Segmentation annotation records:
* * *
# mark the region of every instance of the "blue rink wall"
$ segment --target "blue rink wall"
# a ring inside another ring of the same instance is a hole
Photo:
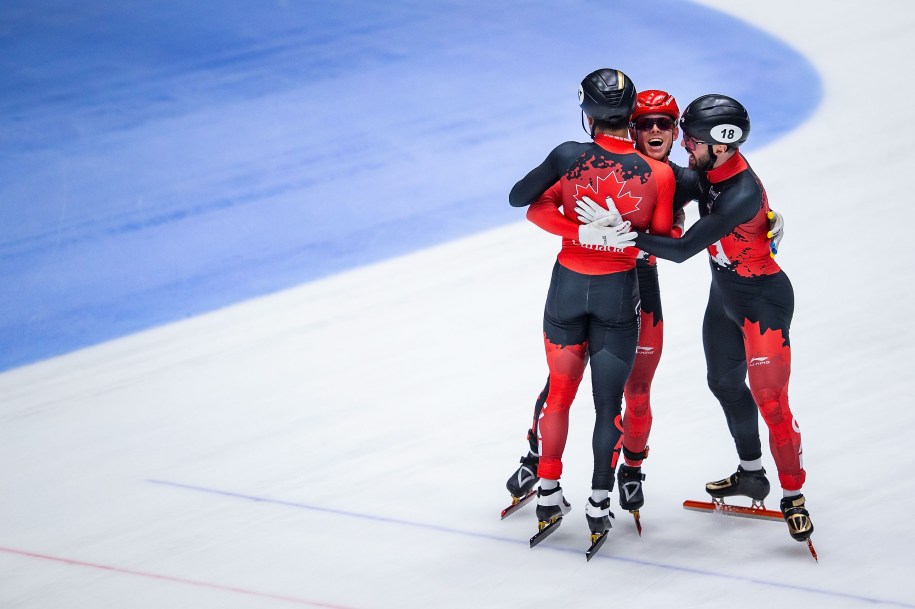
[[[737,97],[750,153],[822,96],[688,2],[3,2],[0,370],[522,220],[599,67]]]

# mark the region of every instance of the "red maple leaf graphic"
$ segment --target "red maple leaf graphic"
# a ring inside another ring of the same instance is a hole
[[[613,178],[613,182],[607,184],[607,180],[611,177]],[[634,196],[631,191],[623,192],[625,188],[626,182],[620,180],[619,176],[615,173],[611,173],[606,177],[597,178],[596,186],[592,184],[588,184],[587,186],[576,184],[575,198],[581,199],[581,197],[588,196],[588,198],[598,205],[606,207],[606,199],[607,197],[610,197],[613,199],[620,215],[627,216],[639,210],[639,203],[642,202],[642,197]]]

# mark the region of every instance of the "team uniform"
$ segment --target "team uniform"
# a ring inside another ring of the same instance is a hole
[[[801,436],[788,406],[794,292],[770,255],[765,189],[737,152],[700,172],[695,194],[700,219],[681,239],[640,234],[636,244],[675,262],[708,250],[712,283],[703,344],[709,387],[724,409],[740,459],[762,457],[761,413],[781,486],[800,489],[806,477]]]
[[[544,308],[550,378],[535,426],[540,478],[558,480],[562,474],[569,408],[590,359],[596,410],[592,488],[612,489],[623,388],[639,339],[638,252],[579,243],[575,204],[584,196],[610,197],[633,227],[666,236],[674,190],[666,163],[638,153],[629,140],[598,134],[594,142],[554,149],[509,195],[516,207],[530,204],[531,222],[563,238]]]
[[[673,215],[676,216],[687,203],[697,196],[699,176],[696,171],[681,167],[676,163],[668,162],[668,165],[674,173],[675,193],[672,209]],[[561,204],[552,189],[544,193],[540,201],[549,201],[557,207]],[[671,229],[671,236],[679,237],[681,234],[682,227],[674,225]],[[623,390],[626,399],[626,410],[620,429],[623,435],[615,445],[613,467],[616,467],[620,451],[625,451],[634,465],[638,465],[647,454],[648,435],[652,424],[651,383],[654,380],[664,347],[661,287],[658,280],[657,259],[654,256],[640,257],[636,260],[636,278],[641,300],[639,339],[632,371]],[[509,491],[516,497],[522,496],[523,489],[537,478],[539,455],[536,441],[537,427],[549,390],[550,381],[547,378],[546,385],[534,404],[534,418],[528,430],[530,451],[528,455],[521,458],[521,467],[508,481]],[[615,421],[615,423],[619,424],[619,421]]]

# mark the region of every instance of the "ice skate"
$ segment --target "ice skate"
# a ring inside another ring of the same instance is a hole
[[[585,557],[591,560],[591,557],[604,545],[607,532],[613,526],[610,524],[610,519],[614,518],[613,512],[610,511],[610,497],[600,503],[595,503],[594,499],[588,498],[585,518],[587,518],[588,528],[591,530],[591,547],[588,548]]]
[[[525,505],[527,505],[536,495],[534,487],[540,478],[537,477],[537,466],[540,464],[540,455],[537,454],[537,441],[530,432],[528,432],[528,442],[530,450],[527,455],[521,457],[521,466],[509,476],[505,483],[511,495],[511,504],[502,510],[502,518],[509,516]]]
* * *
Can you gather every line above that contains the word "region", treating uppercase and lowercase letters as distinct?

# mark the region of every instance of the "blue rink wall"
# mark the region of every instance of the "red maple leaf graphic"
# mark the region of every instance of the "team uniform"
# mark the region of every instance of the "ice skate"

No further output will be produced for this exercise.